#### WHAT YOU HAVE TO DO:
Filter the records below for the word "Target". Keep each line that has it.

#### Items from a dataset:
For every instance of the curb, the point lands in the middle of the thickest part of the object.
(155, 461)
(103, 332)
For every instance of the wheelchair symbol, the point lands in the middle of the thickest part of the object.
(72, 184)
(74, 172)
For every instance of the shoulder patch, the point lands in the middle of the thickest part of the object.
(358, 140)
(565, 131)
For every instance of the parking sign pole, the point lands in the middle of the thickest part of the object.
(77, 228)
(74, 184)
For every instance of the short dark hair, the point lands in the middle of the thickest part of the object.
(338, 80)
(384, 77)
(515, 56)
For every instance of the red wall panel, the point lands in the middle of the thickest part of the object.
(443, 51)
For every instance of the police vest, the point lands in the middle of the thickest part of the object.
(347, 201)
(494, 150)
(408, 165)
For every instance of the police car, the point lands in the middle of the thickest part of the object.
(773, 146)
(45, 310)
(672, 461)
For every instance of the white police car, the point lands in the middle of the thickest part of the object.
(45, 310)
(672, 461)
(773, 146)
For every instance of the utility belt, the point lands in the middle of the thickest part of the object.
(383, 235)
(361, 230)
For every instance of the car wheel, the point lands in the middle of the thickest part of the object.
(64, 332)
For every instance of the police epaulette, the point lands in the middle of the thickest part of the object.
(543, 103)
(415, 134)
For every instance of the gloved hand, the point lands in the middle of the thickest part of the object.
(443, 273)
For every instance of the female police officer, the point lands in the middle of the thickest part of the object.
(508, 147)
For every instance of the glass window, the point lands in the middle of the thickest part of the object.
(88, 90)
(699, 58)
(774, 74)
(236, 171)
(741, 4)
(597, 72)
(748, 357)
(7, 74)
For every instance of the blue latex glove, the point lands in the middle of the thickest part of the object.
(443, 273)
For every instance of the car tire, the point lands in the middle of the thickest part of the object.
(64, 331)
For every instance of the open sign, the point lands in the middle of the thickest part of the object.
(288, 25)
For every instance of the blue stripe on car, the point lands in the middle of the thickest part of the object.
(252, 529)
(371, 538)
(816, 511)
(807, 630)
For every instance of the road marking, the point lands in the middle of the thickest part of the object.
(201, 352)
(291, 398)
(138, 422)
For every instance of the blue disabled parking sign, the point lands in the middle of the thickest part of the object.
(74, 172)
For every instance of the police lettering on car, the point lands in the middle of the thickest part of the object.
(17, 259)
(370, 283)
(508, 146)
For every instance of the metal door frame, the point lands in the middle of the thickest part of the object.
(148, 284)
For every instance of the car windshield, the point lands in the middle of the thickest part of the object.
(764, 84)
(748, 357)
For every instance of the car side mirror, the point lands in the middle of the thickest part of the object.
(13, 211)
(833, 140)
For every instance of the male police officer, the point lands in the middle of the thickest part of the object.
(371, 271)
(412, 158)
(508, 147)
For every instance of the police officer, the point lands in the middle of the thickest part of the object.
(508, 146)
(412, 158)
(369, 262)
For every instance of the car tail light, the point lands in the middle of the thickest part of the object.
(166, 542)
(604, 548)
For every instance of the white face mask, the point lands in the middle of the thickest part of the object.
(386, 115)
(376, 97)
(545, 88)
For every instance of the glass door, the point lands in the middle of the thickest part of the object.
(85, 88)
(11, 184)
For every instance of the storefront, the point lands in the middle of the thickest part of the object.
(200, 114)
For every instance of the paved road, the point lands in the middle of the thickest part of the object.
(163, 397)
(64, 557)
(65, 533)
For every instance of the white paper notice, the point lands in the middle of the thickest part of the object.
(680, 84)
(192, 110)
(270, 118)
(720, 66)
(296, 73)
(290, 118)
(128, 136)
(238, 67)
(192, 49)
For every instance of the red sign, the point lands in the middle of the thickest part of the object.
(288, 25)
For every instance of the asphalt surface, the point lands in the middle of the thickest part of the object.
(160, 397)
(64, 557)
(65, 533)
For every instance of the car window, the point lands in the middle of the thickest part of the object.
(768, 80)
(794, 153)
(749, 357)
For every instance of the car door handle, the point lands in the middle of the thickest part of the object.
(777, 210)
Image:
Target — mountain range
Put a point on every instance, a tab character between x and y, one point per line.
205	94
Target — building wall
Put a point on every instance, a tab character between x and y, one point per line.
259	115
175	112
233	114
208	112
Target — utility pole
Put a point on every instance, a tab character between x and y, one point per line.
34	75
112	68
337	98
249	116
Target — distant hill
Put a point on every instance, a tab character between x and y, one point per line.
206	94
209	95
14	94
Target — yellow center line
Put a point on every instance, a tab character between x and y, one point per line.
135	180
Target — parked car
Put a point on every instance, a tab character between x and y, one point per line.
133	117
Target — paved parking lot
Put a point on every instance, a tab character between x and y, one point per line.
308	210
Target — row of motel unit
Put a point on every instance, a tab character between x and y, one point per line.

#### FINAL ANSWER:
Target — mountain range
Target — building wall
Target — utility pole
Target — distant hill
Target — yellow center line
Target — parked car
Target — paved parking lot
Target — row of motel unit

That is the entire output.